PLAYBOY: Who are your heroes?

KNIGHT: I have interesting heroes. Ted Williams, who helped thousands of people without anyone knowing what he had done. Harry Truman, who had the courage to drop the atomic bomb and live with consequences. Probably the most devastating decision ever made in world history. Ulysses S. Grant. John Wood, my favorite military hero. He was commander general of the Fourth Armored Division that spearheaded Patton's march across France. A guy like George Steinbrenner, who does things with millions of dollars to help people. People who have been willing to take a chance and do things are heroes of mine.

PLAYBOY: It's past midnight, Coach, and it's been a long day. Let me throw some offbeat questions at you. If you could have witnessed any moment in history, what would you choose?

KNIGHT: I would have really enjoyed seeing five loaves and seven fishes feed 5000 goddamn people.

PLAYBOY: In what period of time would you have liked to live?

KNIGHT: I would have enjoyed living in the West from 1875 until the 1890s, when your disagreements were settled by whoever had the fastest draw. And I would have worked awfully hard at it.

PLAYBOY: If you could have been any person?

KNIGHT: I'm satisfied with me.

PLAYBOY: Fought in any war?

KNIGHT: The American Revolution. It was a decided underdog taking on the world's most powerful country and winning on sheer determination.

PLAYBOY: Composed any music?

KNIGHT: God Bless America.

PLAYBOY: If you were to be successful in another profession?

KNIGHT: If I could have done any one thing other than coach, I would want to be in charge of America's antidrug program with the authority to handle it any way I'd want. I would send the military to take out any drug-producing plant wherever in the world it was.

ASSIGNED TASK 1: Do these statements agree with the interview? (a) Knight calls John Wood his favorite military hero. (b) Knight says he would have liked to be someone other than himself. (c) Knight picks the Civil War as the war he would have fought in.
ASSIGNED TASK 2: Duplicate the passage of the interview starting at "KNIGHT: I would have enjoyed" and ending at "Composed any music?".
ASSIGNED TASK 3: Summarize the interview in two sentences.

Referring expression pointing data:

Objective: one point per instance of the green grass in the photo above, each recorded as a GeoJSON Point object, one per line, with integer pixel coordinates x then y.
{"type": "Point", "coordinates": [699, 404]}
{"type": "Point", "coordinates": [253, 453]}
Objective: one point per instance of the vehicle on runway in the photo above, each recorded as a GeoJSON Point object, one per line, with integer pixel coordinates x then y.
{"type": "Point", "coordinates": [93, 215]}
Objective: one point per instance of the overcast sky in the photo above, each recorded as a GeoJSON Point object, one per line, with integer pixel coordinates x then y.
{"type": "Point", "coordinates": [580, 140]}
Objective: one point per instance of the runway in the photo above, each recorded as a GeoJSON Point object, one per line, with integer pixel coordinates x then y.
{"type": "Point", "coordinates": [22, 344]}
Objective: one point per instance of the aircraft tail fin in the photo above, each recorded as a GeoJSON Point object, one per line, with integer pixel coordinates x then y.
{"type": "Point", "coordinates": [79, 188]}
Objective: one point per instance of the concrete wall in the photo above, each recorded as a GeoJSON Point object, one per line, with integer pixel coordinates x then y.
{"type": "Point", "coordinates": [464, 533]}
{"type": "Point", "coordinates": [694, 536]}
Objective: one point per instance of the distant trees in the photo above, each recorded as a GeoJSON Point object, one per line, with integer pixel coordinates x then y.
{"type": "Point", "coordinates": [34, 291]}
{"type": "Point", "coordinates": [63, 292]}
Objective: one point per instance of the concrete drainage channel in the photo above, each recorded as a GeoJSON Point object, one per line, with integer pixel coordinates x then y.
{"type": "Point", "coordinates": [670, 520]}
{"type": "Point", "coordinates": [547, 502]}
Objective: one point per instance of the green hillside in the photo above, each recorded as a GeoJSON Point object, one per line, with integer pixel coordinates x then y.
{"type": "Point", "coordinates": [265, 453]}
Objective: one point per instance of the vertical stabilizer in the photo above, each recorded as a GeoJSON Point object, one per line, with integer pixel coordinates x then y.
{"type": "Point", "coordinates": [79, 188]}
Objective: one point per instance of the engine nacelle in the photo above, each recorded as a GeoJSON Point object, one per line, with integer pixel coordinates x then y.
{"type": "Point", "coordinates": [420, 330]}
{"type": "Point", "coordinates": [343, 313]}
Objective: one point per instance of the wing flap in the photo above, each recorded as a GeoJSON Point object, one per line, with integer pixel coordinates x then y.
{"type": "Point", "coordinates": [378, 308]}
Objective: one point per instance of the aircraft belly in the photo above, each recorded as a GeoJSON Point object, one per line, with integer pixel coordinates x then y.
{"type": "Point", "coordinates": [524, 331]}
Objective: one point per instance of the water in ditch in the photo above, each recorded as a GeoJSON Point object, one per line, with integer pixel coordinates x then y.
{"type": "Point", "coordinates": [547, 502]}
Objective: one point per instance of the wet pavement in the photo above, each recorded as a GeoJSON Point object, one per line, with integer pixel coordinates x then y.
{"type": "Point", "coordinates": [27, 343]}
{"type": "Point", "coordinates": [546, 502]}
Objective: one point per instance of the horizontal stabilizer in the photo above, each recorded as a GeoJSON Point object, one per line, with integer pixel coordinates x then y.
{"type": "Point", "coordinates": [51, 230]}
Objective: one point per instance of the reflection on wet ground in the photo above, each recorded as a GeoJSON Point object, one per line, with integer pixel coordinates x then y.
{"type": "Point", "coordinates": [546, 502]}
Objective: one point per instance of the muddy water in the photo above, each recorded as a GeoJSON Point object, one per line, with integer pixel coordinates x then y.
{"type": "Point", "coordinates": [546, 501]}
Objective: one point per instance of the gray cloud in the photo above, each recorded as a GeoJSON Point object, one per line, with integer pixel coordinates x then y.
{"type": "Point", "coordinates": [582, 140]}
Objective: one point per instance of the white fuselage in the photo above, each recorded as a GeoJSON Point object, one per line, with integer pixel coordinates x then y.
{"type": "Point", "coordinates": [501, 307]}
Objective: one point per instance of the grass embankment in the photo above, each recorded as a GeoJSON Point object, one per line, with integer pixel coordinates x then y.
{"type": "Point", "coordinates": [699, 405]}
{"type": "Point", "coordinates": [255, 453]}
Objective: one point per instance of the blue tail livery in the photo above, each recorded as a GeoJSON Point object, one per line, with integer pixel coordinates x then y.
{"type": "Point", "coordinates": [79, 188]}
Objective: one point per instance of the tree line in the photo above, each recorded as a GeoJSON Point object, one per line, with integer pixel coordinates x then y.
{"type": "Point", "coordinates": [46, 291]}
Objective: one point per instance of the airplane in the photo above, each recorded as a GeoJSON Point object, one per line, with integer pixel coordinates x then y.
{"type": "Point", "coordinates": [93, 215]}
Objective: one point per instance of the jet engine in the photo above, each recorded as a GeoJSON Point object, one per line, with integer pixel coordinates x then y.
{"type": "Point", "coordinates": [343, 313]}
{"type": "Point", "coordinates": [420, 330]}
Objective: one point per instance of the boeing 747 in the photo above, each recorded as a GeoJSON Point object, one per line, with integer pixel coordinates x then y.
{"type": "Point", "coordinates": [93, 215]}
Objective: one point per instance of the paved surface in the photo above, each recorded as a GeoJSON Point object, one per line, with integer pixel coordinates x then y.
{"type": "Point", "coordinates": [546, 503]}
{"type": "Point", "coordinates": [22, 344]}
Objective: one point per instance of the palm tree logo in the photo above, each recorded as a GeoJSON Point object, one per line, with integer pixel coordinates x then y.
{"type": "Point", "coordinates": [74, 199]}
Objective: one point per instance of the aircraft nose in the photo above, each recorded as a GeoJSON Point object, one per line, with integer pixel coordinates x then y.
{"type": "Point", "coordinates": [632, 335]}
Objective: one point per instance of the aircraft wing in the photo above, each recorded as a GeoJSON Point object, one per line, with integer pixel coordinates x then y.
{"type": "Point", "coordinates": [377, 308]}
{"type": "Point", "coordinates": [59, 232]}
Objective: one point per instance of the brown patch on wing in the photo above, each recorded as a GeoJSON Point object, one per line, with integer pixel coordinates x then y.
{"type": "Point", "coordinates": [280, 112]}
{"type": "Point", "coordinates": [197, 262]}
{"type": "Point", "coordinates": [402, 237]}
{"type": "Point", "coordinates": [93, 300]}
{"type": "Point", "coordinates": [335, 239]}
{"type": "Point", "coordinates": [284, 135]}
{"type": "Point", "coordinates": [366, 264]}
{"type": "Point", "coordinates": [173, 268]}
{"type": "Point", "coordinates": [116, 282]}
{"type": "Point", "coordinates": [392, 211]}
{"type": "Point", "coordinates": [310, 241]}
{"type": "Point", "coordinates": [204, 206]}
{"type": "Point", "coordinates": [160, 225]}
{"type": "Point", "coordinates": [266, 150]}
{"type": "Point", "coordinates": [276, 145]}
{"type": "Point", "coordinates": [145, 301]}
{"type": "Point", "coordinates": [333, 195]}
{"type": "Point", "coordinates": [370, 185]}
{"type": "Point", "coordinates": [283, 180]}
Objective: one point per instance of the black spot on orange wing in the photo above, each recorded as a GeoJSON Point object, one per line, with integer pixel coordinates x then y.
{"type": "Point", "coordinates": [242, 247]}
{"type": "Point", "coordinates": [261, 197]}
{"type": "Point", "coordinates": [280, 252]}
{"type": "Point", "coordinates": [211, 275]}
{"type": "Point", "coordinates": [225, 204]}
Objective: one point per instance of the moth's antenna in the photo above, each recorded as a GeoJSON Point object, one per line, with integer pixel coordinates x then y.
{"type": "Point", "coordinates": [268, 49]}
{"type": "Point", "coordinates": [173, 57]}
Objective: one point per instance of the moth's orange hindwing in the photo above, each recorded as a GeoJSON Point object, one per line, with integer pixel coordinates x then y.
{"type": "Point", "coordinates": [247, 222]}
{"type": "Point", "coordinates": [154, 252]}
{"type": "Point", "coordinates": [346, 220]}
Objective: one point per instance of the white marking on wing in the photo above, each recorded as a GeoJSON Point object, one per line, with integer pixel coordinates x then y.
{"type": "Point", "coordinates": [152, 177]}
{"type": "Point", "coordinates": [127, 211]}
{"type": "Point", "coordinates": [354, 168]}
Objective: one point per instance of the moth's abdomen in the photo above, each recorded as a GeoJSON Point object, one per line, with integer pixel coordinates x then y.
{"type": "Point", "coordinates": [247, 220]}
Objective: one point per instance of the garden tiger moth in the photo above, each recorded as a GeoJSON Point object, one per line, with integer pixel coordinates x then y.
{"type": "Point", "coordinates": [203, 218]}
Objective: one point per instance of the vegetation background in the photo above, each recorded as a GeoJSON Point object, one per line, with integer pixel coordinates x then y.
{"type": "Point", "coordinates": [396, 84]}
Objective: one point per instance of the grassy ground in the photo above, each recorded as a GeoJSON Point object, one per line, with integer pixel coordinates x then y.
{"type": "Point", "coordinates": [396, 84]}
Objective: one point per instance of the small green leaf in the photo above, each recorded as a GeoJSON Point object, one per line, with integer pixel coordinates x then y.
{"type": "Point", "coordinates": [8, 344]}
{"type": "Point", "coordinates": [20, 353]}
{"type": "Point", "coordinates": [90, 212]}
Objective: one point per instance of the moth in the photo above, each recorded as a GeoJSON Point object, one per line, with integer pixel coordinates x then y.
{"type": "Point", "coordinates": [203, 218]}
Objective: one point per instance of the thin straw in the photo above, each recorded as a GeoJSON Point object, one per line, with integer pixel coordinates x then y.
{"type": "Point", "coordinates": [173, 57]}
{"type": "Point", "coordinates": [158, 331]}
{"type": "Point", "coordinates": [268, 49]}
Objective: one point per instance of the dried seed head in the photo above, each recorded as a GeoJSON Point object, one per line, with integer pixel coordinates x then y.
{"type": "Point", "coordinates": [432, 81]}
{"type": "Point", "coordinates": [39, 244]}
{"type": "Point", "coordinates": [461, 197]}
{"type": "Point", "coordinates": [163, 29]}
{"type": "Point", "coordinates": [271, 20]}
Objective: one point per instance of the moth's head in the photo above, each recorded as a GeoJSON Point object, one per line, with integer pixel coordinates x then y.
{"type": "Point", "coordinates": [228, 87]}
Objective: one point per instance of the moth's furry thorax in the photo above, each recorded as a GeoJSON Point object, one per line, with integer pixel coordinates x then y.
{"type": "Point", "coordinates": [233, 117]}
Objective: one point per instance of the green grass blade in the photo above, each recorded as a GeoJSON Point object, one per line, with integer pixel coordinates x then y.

EXPECTED ANSWER 1:
(a) Yes: "John Wood, my favorite military hero."
(b) No: "I'm satisfied with me."
(c) No: "The American Revolution."

EXPECTED ANSWER 2:
KNIGHT: I would have enjoyed living in the West from 1875 until the 1890s, when your disagreements were settled by whoever had the fastest draw. And I would have worked awfully hard at it.

PLAYBOY: If you could have been any person?

KNIGHT: I'm satisfied with me.

PLAYBOY: Fought in any war?

KNIGHT: The American Revolution. It was a decided underdog taking on the world's most powerful country and winning on sheer determination.

PLAYBOY: Composed any music?

EXPECTED ANSWER 3: Knight names heroes including Ted Williams, Harry Truman, Ulysses S. Grant, John Wood and George Steinbrenner, and he counts people who are willing to take a chance and do things as his heroes. Asked some offbeat questions, he picks the American West from 1875 until the 1890s as the period he would have liked to live in and the American Revolution as the war he would have fought in, and he says that outside coaching he would want to be in charge of America's antidrug program.